### Source document ###
But the numbers don't lie: Reagan and then Bush I ran up historic deficits on the back of large amounts of military spending and trickle-down economic theory. Clinton bit the bullet and convinced Congress to enact the 1993 budget, which contained $250 billion each of tax increases and spending cuts over a decade. The bill passed by one vote in the House and a tie vote in the Senate, with the Republicans, those supposed guardians of fiscal propriety, casting not a single vote for the bill, arguing that it would ruin the economy. In fact, the 1990's saw an economic boom that was not wholly created by, but was certainly abetted by, the lowering of government deficits, and Clinton left office with the largest budget surplus in history. Bush II promptly gave it all away in his first budget, and if estimates are correct the US will run its largest deficit in history next fiscal year. Bush's trifecta of disasters certainly contributed, but budget experts estimate that the turnaround in the nation's finances was roughly 1/3 due to war spending, 1/3 due to Bush's tax cuts, and 1/3 due to lower revenue because the economy slowed down (which is itself a result of larger macroeconomic mismanagement by the current administration).
###
● **Task instructions**
1 > Rewrite the paragraph of the budget deficit passage that begins "But the numbers don't lie" as a shorter paragraph that keeps its main facts.
2 > Proceed with the budget deficit passage, writing on from its last sentence.
The dataset entries are separate material with no connection to the budget deficit passage.
### Data extracts ###
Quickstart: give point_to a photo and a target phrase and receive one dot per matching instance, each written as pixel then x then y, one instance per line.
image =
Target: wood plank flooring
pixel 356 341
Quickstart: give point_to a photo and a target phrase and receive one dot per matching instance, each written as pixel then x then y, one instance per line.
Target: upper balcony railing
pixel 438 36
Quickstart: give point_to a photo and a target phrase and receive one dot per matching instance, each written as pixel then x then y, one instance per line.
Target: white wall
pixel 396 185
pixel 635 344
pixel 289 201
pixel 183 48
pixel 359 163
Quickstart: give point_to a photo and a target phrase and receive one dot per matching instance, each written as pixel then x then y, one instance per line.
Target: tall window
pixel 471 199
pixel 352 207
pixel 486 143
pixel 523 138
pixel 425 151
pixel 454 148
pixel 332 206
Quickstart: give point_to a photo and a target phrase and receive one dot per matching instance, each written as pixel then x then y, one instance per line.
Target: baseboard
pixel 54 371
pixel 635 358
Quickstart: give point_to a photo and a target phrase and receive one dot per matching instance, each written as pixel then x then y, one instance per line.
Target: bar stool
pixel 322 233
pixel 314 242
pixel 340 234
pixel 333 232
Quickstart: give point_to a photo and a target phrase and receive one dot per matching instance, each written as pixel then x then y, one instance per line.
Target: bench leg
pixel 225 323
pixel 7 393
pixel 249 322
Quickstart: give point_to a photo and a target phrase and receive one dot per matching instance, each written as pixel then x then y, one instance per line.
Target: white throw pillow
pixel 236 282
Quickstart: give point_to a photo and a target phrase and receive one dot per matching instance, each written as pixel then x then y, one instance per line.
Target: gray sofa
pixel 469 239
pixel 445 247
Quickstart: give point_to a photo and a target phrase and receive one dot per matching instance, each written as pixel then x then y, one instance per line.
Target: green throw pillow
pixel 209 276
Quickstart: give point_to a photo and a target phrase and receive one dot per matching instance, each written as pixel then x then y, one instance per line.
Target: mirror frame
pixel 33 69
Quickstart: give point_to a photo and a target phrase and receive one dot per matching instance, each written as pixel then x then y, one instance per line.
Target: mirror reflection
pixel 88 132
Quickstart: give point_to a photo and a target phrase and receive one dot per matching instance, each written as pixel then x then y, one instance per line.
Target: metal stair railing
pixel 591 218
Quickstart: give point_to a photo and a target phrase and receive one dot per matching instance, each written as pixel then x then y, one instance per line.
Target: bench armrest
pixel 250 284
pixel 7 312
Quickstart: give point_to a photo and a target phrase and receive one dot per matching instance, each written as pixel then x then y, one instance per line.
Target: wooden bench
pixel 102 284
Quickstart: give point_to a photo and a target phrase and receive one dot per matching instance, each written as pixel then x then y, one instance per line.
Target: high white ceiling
###
● **Your written answers**
1 > Reagan and Bush I ran up historic deficits through heavy military spending and trickle-down economics. Clinton persuaded Congress to pass the 1993 budget, with $250 billion each in tax increases and spending cuts over a decade. It passed by one vote in the House and a tie vote in the Senate, with no Republican support, as Republicans argued it would ruin the economy. Instead, lower deficits helped fuel the 1990s boom, and Clinton left office with the largest surplus in history. Bush II gave it away in his first budget, and the US may run its largest deficit ever next fiscal year. Budget experts attribute the turnaround roughly equally to war spending, Bush's tax cuts, and lower revenue from a slowing economy.

2 >
In a reverse of the former refrain, now it is the Republicans who cannot resist calls from their wealthy right wing constituents for tax cuts, and they are going to lose office in no small part due to the fact that their policies have created a large increase in income inequality. Trickle down economics is now dead as a working theory, even among serious conservative economists; the last eight years have demonstrated that, given a large increase in their income, the richest 1% of the population will find plenty of ways to spend it that do not magically create jobs for middle and working class Americans.

Finally, the public is coming to distrust the Republican line on foreign policy as well. After the collapse of the Soviet Union and the end of the Cold War, there were two strategies the US could adopt. The first was to say, "We're now the only super-power: to heck with you. We will do what we want when we want. This may sometimes convene with your interests, and sometimes not. But we will act at every moment in accord with our own preferences, using force if and when necessary to achieve our goals." This is more or less the attitude taken by the Bush administration, and it's left us in a hugely expensive and unpopular war in Iraq, with our international reputation in shreds and forced to do nation building in places where we have neither the expertise nor the inclination to do so.

The other option is to say, "We're now the only super-power, but just because we can do anything we want doesn't mean that we should. In the long run it is cheaper and more effective to lead coalitions of countries in pursuit of our objectives. We will never compromise on fundamental issues of national security, but this approach may at times mean compromising and accepting outcomes that are not our first best, in order to win on other issues that matter to us more."

This is the vision that the Democrats are, implicitly, laying in front of the public, and with considerable success. Americans want the US to mean something again, to live up to its ideals and regain its status as world leader, relying more on soft power than military force. And it goes without saying that you can't be a leader if no one follows.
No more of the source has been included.